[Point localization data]

== Segment start ==

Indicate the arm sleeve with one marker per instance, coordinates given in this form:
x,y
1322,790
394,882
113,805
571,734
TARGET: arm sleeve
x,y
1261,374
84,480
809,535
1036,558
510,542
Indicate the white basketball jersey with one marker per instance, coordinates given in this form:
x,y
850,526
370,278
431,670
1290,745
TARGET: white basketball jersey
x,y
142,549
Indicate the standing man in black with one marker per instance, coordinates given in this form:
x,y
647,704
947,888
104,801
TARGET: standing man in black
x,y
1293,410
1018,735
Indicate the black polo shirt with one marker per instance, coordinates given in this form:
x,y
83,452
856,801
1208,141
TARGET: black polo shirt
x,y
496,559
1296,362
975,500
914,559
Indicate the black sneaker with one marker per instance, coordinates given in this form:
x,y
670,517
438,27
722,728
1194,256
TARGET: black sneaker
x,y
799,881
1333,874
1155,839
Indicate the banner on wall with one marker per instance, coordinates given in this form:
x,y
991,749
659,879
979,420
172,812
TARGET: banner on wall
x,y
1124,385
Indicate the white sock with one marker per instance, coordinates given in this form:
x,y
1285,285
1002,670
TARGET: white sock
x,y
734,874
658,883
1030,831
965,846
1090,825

== Segment end ==
== Segment start ==

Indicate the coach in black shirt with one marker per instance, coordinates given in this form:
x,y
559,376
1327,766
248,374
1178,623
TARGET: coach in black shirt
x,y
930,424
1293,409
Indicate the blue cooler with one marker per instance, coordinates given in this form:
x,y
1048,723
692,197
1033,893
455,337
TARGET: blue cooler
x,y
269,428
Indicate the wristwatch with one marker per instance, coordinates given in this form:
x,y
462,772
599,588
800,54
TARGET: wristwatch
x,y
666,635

== Segment end ==

▶ Work task
Collect each line of the entries that has the word "given", copying it in full.

▶ Finished task
Indicate the arm sleeve with one marker per instance, coordinates given in this form:
Indicate the white basketball jersey with one marker per instance, coordinates given in this form:
Indicate the standing man in black with one marker per instance, coordinates given in this form:
Indicate the black polo shirt with one marker per instance, coordinates given in this form:
Indicate the black sneaker with one marker per instance, coordinates given in this form:
Indicate the banner on wall with one marker per instance, coordinates given in this form:
Indicate the white sock with one marker per instance, coordinates given in this form:
Indicate the coach in black shirt with one marker per instance, coordinates given in this form:
Indicate the blue cooler with one marker per instance, coordinates given in this form:
Indicate the wristwatch with one marker per instance, coordinates given in this form:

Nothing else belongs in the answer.